Pick out every line in the records below that contains the word "outfield" and copy those lines.

::: Excerpted records :::

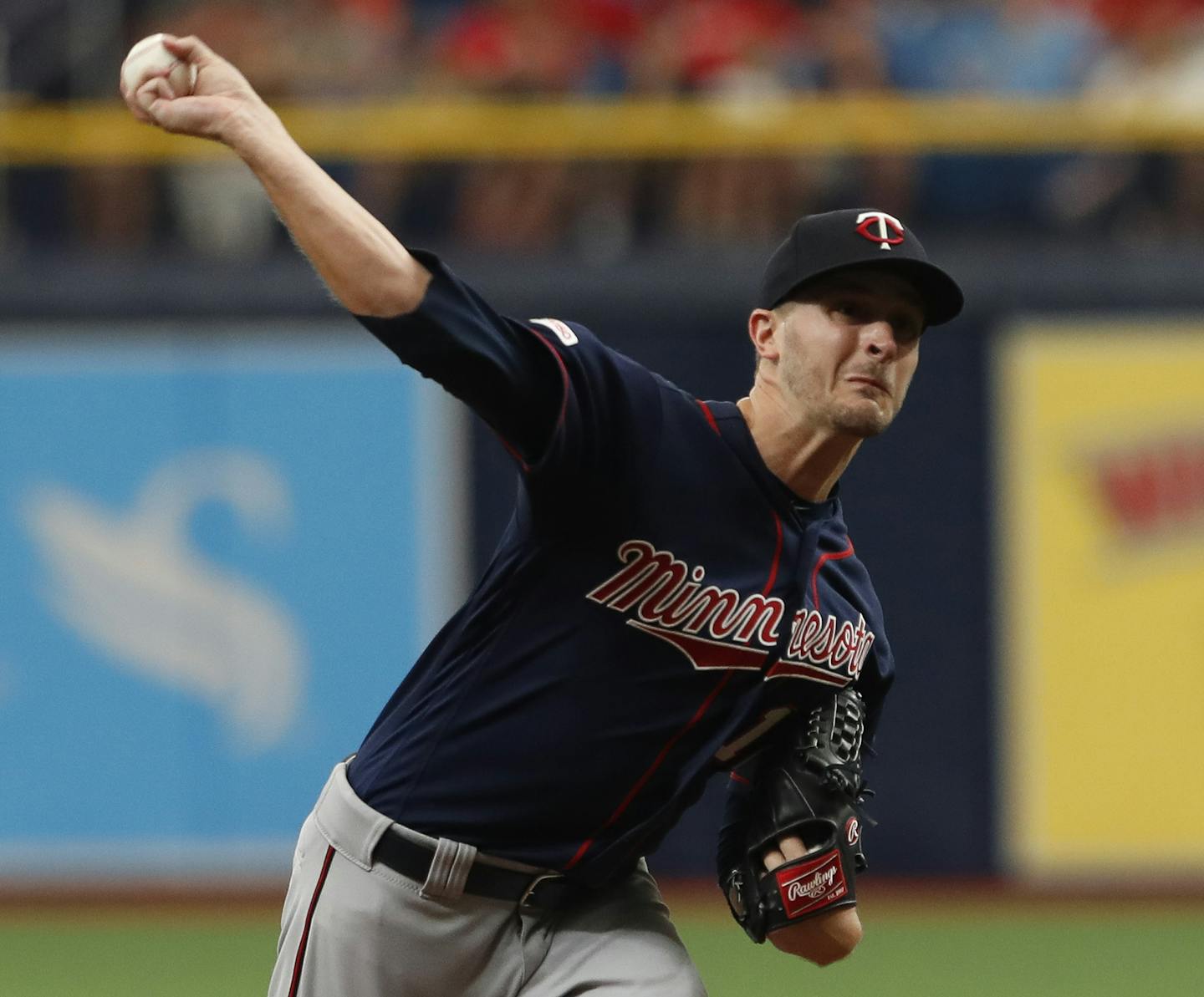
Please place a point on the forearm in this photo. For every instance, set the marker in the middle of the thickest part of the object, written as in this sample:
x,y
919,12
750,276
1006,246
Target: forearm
x,y
359,259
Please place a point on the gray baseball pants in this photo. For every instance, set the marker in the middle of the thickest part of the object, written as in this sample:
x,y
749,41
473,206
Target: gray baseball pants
x,y
353,928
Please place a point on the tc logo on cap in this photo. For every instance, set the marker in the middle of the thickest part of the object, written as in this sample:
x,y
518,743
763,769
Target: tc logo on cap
x,y
879,226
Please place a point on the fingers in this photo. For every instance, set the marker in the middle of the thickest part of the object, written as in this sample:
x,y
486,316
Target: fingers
x,y
788,848
191,48
150,94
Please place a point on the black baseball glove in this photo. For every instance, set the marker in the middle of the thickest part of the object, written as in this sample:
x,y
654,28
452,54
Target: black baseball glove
x,y
808,784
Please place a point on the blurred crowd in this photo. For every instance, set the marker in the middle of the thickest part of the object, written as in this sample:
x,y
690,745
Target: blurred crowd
x,y
1118,49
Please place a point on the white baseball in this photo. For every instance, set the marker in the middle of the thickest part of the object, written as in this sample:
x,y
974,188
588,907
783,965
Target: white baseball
x,y
150,58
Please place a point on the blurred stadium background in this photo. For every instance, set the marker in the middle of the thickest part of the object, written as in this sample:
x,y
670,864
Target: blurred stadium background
x,y
229,518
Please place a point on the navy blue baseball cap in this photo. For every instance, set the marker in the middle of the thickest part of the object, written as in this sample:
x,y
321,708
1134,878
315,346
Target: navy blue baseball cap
x,y
820,245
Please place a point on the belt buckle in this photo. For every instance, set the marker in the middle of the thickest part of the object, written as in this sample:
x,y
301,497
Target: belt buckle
x,y
535,884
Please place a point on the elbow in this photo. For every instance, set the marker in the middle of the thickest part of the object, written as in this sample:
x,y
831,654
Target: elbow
x,y
386,294
823,941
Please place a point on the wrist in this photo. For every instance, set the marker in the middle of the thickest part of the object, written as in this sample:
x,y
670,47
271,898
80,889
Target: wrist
x,y
252,130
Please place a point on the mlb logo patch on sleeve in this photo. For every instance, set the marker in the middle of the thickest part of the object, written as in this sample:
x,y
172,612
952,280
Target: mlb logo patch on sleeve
x,y
566,335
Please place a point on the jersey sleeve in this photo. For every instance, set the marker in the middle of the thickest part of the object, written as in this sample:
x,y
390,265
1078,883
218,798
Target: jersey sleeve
x,y
565,404
492,364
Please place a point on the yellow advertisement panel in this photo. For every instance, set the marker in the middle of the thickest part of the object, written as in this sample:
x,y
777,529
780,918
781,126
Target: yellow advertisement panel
x,y
1102,611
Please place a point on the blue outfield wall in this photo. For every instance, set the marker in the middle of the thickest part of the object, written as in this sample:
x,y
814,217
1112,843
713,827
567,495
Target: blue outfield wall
x,y
216,571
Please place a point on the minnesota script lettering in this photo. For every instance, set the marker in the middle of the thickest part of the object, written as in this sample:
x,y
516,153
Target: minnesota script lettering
x,y
719,628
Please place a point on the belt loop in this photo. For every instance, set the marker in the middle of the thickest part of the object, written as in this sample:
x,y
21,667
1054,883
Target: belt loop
x,y
449,869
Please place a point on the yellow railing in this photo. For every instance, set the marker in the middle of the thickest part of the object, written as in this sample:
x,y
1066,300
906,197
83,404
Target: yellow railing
x,y
412,129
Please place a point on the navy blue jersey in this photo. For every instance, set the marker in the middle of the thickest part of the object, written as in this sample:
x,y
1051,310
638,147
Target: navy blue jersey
x,y
656,603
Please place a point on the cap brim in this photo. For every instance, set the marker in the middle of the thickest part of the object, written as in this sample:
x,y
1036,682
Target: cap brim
x,y
939,294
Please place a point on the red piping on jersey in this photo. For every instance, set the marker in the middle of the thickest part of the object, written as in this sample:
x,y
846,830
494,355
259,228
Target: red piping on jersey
x,y
698,715
648,775
777,557
564,404
815,573
309,920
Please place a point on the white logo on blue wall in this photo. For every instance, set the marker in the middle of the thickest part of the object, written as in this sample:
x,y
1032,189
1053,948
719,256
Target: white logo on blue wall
x,y
130,585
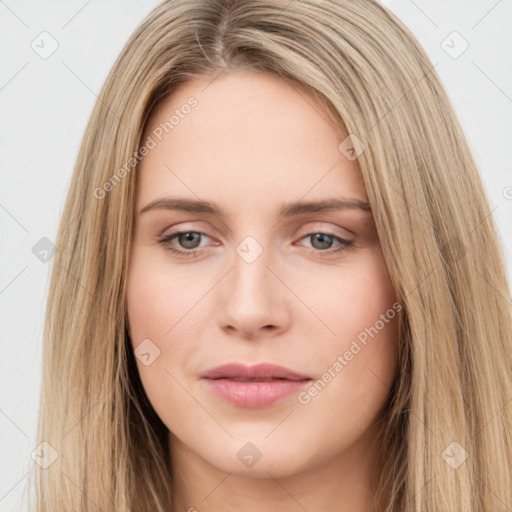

:::

**Problem solution:**
Please place a point on the blue outfield wall in this photo. For every instance, set the marker in the middle of the thickest part of the object, written as in this sample:
Target: blue outfield wall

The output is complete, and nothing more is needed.